:: DATA ::

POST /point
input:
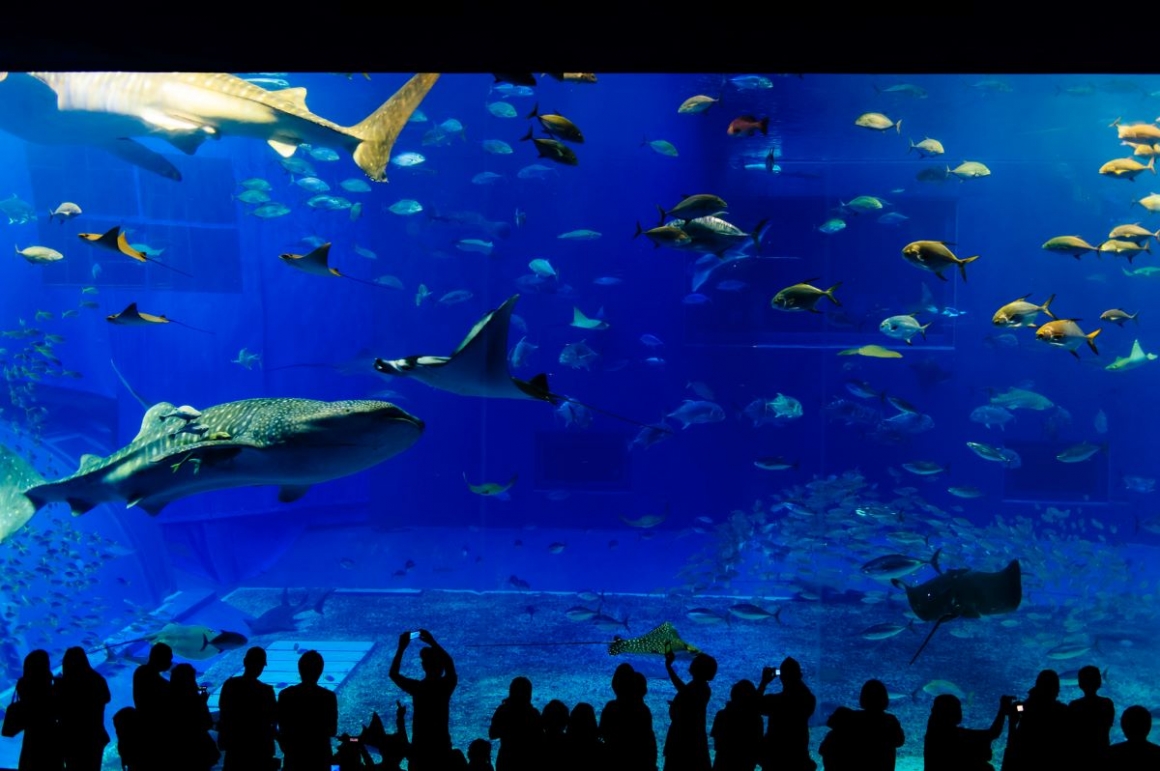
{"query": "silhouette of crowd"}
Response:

:::
:: DATA ::

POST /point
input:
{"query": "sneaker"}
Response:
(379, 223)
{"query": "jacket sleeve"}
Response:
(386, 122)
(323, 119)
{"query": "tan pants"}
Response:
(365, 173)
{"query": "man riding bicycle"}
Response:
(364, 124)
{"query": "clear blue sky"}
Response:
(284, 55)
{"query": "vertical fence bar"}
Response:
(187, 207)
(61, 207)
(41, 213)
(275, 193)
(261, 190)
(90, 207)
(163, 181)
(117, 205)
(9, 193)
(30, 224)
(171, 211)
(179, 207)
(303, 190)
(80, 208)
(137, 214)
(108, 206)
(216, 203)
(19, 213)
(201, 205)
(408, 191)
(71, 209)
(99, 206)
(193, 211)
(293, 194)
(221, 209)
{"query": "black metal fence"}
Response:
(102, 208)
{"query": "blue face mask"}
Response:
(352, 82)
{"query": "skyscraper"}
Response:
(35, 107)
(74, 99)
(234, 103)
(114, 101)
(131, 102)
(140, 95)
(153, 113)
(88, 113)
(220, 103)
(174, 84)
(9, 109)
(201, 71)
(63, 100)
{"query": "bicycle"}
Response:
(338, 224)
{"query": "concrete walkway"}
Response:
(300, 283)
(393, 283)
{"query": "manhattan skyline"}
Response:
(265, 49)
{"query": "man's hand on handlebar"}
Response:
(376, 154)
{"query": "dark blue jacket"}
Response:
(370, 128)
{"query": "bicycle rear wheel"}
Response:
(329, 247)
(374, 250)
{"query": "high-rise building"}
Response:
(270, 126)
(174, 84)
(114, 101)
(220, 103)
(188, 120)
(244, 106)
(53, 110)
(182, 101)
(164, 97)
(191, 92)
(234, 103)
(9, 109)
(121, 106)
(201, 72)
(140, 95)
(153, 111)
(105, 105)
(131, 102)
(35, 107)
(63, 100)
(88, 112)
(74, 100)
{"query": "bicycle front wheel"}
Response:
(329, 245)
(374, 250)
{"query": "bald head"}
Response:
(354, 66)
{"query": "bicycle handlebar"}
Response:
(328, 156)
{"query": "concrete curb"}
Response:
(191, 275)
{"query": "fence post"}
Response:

:::
:: DATA ::

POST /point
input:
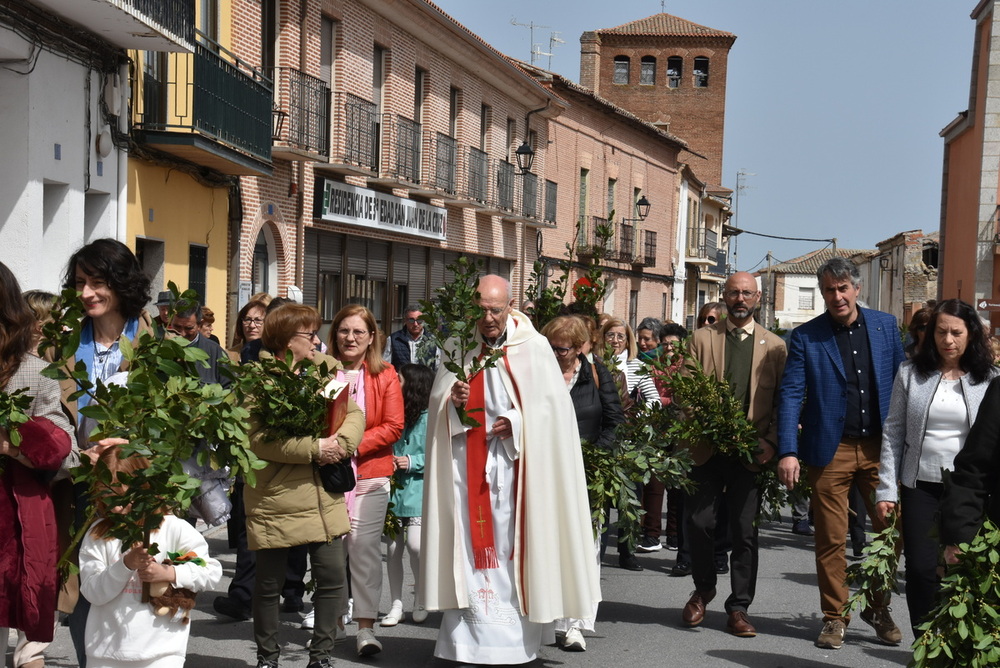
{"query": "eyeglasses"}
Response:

:::

ACTIVITY:
Every line above that holds the word "concrete" should be copied out.

EXERCISE SOLUTION:
{"query": "concrete walkway"}
{"query": "concrete curb"}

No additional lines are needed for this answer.